◆ The problem ◆
Count how many lines in the listing below contain the string "broom", with case counting. Reply with only the number.

⁂

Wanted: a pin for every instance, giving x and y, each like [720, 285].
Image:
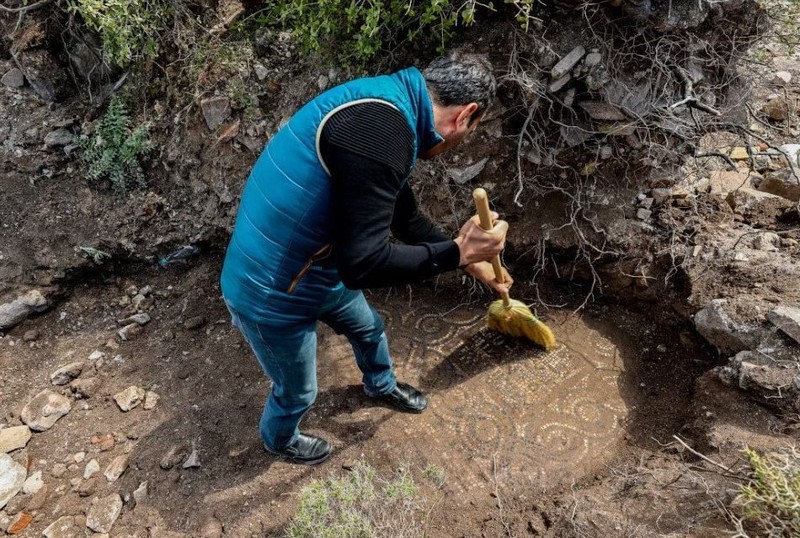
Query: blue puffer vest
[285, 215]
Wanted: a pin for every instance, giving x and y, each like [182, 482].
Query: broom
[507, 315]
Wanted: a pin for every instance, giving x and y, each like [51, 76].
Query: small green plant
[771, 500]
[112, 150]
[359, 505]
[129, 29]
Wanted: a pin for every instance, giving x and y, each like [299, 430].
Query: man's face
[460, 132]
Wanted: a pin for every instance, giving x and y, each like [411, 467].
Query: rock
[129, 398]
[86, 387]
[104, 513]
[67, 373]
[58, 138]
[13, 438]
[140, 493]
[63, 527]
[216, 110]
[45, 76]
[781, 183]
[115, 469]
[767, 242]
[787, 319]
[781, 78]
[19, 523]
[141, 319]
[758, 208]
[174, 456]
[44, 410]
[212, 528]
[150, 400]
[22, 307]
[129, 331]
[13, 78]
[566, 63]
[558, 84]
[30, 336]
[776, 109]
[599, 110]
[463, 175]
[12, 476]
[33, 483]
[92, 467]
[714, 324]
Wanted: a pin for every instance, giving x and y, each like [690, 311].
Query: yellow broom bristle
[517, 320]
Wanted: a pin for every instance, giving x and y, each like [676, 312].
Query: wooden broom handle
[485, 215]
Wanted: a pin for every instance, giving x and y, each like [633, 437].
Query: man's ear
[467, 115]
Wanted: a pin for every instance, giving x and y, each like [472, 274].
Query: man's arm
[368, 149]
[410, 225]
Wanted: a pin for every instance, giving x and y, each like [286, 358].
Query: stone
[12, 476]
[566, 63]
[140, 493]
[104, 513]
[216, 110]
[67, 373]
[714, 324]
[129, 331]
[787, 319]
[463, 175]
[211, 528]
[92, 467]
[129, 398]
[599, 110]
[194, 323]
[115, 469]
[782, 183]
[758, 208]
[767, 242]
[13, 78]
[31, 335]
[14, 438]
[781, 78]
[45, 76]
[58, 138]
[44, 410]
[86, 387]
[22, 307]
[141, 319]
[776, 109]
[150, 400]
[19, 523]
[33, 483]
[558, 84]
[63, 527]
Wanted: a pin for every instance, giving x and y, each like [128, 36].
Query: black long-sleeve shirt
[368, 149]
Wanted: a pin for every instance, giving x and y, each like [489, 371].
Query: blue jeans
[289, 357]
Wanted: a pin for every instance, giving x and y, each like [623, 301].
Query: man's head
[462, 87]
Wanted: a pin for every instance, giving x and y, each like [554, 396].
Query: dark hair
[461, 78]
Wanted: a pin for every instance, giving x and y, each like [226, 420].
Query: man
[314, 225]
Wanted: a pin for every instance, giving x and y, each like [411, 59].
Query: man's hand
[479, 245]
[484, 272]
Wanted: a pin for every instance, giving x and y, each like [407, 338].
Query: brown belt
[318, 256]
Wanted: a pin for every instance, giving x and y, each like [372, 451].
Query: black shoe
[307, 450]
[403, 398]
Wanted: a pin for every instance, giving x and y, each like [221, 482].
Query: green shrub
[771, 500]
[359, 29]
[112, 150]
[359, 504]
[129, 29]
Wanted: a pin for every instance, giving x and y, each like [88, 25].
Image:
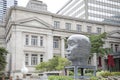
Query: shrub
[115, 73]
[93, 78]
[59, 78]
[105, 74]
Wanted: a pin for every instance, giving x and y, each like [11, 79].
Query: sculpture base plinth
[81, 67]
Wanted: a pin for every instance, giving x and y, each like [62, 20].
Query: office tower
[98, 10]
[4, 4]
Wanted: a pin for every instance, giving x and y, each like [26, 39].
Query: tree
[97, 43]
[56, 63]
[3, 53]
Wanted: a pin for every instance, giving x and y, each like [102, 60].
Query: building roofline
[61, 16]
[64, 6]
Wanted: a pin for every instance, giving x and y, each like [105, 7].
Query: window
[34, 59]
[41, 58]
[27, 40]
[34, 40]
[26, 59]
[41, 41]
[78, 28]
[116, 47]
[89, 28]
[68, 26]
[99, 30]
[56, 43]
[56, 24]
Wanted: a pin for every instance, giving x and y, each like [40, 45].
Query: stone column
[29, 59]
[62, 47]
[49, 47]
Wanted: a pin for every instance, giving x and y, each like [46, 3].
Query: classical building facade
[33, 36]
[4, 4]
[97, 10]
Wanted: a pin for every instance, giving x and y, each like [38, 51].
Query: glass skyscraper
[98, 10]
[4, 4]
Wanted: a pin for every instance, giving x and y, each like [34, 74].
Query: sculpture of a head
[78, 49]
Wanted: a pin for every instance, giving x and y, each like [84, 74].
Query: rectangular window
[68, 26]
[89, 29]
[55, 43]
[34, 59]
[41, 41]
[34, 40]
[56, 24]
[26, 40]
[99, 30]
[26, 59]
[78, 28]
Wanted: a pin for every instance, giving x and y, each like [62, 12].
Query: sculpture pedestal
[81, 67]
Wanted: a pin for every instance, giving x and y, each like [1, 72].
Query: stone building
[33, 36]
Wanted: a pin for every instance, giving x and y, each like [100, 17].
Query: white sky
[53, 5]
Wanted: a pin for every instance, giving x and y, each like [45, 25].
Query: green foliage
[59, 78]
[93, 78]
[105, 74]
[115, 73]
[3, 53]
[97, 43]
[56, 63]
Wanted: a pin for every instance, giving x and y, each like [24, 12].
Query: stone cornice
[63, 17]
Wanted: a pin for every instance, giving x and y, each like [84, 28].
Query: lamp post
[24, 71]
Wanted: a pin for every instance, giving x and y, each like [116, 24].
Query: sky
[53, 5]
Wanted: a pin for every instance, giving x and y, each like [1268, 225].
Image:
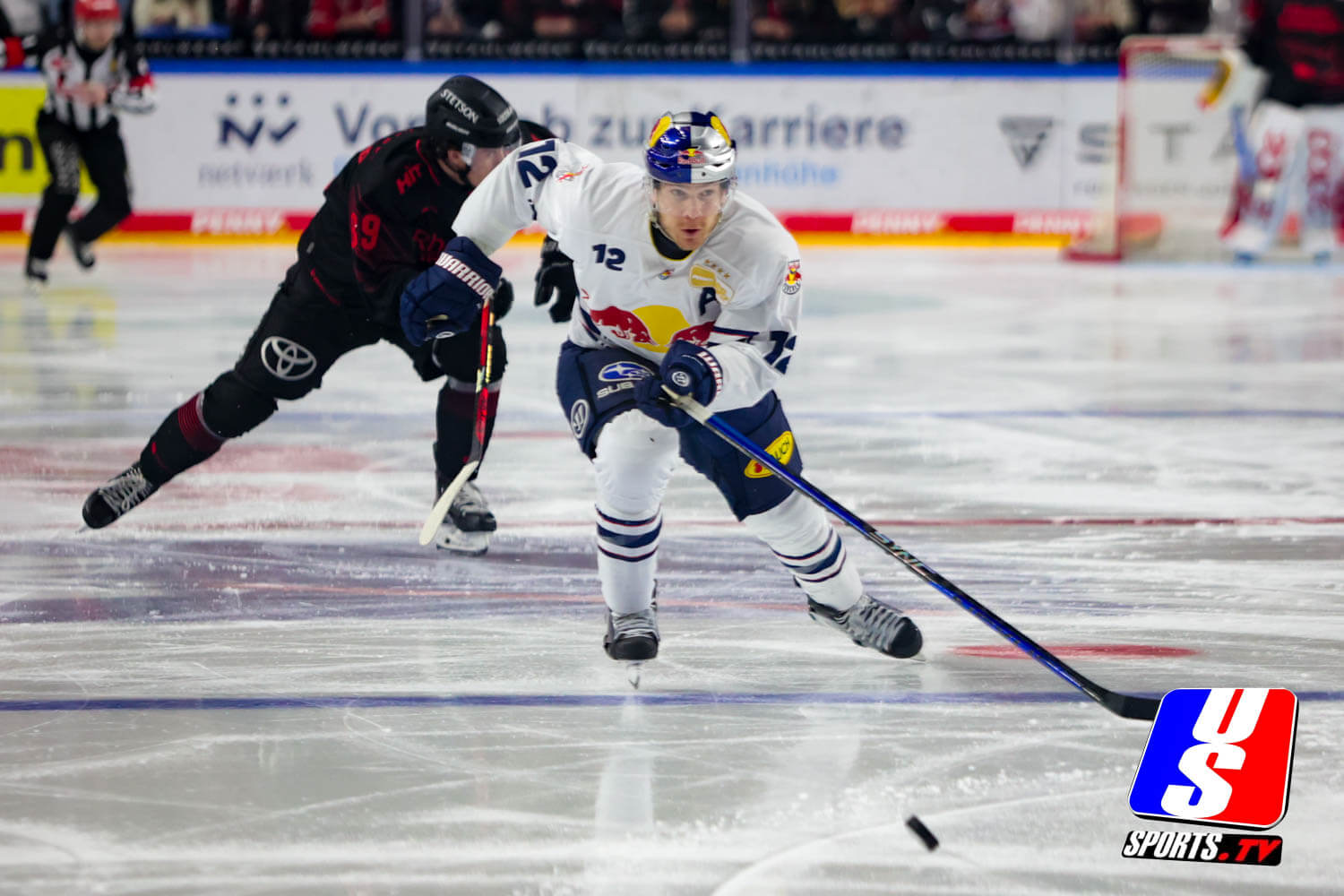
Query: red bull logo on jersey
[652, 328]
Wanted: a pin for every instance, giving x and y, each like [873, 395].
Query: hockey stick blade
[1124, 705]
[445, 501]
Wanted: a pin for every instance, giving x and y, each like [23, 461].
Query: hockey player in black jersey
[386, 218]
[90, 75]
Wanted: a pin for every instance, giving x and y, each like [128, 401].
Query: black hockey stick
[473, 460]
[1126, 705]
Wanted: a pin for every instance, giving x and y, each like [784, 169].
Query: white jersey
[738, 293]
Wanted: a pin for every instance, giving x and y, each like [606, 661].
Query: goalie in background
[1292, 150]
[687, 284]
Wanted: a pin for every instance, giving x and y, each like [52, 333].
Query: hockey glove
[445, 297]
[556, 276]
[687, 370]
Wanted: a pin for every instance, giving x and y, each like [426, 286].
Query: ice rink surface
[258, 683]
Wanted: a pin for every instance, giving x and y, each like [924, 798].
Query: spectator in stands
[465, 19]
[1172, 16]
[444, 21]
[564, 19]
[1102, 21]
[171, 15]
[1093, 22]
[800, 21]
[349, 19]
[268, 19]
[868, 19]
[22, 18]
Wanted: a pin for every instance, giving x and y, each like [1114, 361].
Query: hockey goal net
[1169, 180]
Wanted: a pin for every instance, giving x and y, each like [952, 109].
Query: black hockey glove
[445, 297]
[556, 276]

⁂

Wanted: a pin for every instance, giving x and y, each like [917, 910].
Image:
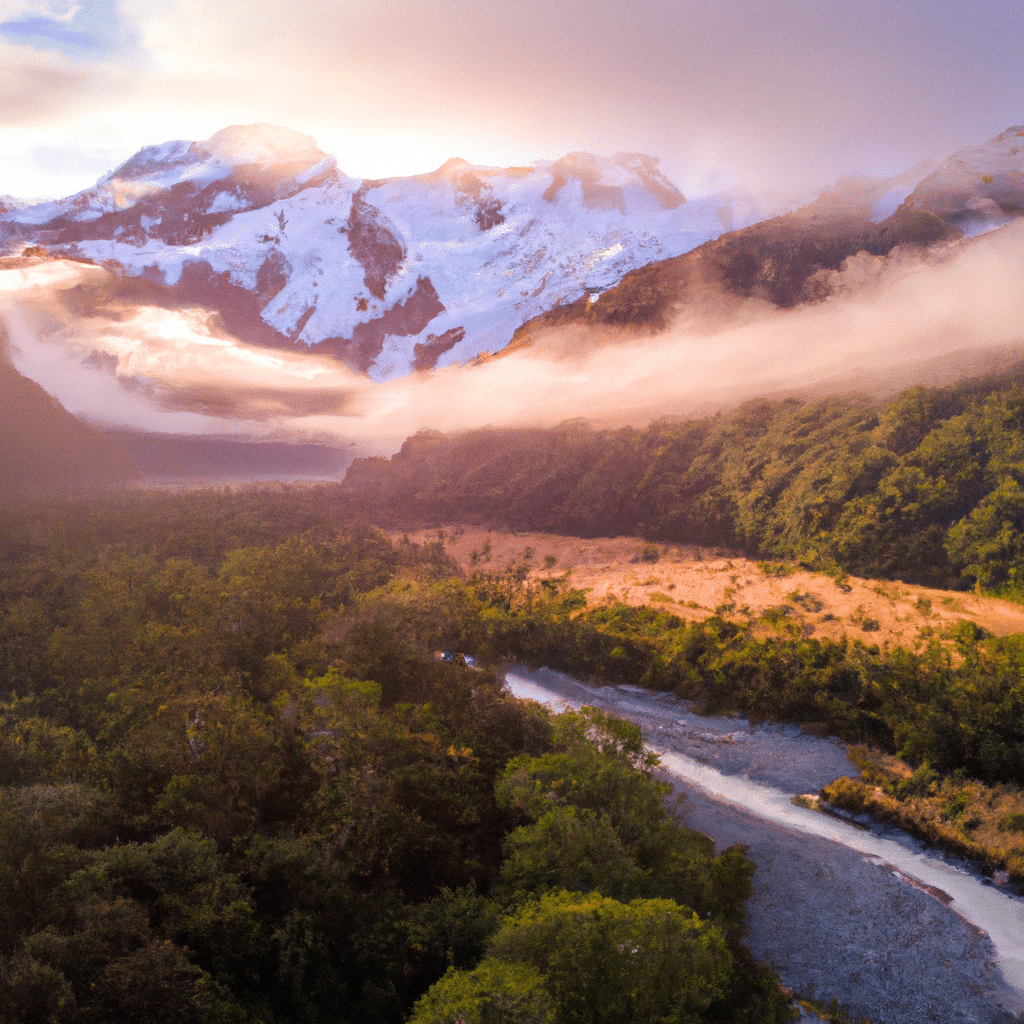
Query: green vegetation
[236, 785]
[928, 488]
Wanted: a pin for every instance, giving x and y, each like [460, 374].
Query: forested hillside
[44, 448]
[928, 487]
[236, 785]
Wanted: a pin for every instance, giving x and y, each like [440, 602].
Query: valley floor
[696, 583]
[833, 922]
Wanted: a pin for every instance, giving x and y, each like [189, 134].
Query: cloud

⁂

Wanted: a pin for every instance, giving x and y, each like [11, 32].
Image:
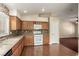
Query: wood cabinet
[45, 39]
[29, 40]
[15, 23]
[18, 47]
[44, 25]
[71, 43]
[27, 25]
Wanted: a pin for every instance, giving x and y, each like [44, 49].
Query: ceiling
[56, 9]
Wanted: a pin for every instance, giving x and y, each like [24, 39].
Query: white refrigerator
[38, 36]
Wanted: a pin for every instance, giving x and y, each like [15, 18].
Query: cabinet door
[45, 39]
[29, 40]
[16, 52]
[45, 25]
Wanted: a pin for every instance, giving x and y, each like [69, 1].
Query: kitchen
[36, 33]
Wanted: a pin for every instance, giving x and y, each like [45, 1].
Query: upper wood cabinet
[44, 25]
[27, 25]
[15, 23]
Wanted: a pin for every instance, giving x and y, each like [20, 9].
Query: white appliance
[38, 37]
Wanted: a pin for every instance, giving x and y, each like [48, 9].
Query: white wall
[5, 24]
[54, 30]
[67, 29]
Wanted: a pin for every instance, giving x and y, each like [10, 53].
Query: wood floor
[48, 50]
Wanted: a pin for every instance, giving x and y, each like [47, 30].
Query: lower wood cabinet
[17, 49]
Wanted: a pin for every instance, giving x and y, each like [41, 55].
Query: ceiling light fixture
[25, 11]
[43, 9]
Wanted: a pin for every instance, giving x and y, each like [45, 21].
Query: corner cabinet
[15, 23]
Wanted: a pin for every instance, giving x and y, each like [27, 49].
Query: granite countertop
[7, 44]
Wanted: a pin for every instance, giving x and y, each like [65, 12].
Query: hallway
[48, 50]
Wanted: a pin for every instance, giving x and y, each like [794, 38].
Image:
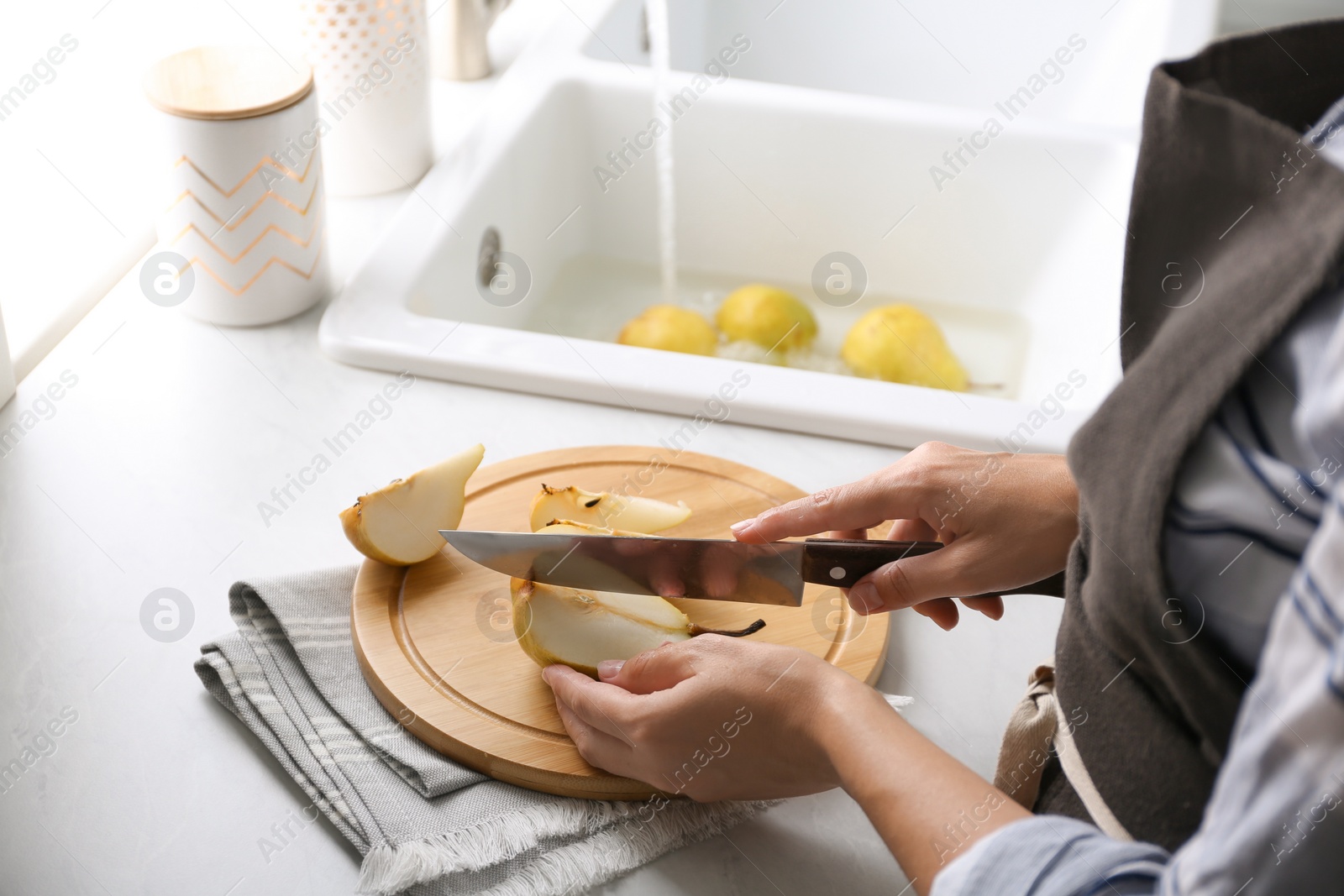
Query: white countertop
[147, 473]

⁂

◆ Correct answer ◆
3